**DIRECTIONS**. Write out the entries below again, swapping "record the position" for "mark the location" everywhere and changing nothing else. Leave the pictures out of your answer.

[start of RAW DATA]

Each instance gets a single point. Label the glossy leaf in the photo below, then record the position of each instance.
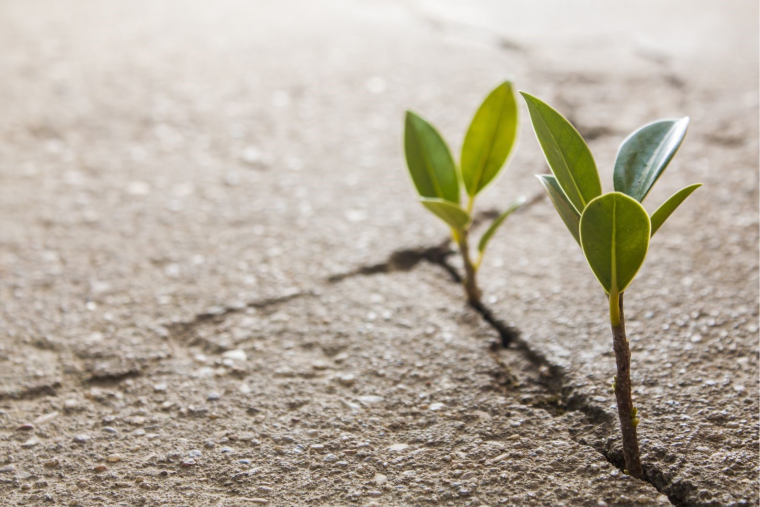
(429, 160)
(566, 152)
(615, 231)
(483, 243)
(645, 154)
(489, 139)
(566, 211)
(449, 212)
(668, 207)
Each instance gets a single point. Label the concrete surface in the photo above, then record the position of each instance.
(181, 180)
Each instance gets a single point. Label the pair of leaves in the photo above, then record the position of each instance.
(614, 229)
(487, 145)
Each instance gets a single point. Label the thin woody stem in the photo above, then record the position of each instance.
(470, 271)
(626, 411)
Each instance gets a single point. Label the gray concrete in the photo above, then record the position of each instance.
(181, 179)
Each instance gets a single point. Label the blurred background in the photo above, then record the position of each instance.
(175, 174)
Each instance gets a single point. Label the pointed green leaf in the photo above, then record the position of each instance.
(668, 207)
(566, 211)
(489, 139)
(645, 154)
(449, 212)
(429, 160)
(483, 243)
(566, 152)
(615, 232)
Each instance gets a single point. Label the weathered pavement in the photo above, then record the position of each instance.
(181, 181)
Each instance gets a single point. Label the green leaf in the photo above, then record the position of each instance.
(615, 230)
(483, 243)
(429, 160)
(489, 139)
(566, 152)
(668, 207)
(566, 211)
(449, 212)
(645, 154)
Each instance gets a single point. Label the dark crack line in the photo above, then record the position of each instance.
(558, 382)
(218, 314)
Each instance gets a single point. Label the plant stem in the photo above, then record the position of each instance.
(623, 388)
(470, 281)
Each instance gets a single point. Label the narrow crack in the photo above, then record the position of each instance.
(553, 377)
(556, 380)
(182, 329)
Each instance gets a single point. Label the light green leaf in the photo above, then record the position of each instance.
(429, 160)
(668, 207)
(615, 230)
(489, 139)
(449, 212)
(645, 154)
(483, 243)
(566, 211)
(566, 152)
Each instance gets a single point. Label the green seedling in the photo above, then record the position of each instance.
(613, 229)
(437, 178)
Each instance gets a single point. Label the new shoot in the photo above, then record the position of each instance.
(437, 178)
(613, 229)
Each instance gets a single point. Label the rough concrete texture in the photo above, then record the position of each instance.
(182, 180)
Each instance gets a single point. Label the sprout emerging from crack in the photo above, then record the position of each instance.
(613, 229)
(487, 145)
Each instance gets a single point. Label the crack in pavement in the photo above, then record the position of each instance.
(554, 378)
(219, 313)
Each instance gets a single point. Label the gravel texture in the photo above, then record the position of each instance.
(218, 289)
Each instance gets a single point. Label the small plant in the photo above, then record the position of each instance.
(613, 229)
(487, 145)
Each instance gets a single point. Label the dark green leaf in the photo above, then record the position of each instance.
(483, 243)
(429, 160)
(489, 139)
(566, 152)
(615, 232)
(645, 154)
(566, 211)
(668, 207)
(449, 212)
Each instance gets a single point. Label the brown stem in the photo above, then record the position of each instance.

[end of RAW DATA]

**SOLUTION BELOW**.
Each instance gets a single point. Label the glossy leaf in the photo below, then mark the location of each instance.
(429, 160)
(566, 152)
(615, 231)
(483, 243)
(645, 154)
(489, 139)
(566, 211)
(449, 212)
(668, 207)
Each instance gets a single point. Label the concrete surface in the photo above, then mark the location of each instance.
(181, 180)
Each instance gets a single point. Label the pair of leaves in the photo above, then mark the location of each instance.
(614, 229)
(487, 145)
Each instance gets a single point. Label the thin woody stem in the photo above, then mark the location of each instance.
(470, 271)
(626, 411)
Each instance gets a single point. Label the gray concrete in the photo above, then mark the location of each instance.
(181, 179)
Each instance gets a single point. Label the blurred background in the photo above, then mark the location of each instance.
(175, 174)
Each instance gets a single point. Label the pointed green leaf in the photo above, then mark the location of each instance.
(668, 207)
(566, 211)
(489, 139)
(645, 154)
(449, 212)
(429, 160)
(483, 243)
(566, 152)
(615, 232)
Each instance gets a single point. Label the weathered pavement in the photo above, then mark the location of each instance.
(181, 181)
Each instance gets a single point. Label the green leaf in the photo above, then mark the location of each instance.
(615, 230)
(483, 243)
(429, 160)
(489, 139)
(566, 152)
(668, 207)
(566, 211)
(449, 212)
(645, 154)
Each instance gets a single point. Label the dark crack line in the photo above, then mark the location of each instance.
(558, 382)
(218, 314)
Each instance gets a single point. Label the plant stem in the photo above, then mark the location of each instance.
(623, 388)
(470, 281)
Each instance gets a single point. Label the narrow crack in the photo above, then mark the location of each instance.
(553, 377)
(556, 380)
(182, 329)
Each instance gets a single point. Label the light green leaf in the photo above, then mark the location of each instance.
(429, 160)
(668, 207)
(615, 230)
(489, 139)
(449, 212)
(645, 154)
(483, 243)
(566, 211)
(566, 152)
Each instance gets a single point. Label the green seedling in the photo above, then mark the location of each instance.
(613, 229)
(437, 178)
Each instance gets a single point. Label the new shoot in the photo above, then mark the location of each instance.
(437, 178)
(613, 229)
Each instance gets a single point. Label the rough concrete texture in the photo above, then mark the location of each instance.
(182, 180)
Each instance gets a single point. Label the sprout emerging from crack in the photo above, then mark the location of each instance.
(613, 229)
(487, 145)
Each instance gets a single point. Label the crack in pavement in the photo above, then mark the location of each instance.
(554, 378)
(219, 313)
Each instance gets a single point. Label the gravel texture in the photo above, then mark the location of each instance.
(218, 289)
Each instance gets a single point. Label the small plant in the photo above, then mark the location of each instance.
(613, 229)
(487, 145)
Each instance gets a single point. Label the dark green leaf in the photo above, then mark the location of each instance.
(483, 243)
(429, 160)
(489, 139)
(566, 152)
(615, 232)
(645, 154)
(566, 211)
(668, 207)
(449, 212)
Each instance gets a single point. Label the brown stem in the photo above, then mark the location of each instance.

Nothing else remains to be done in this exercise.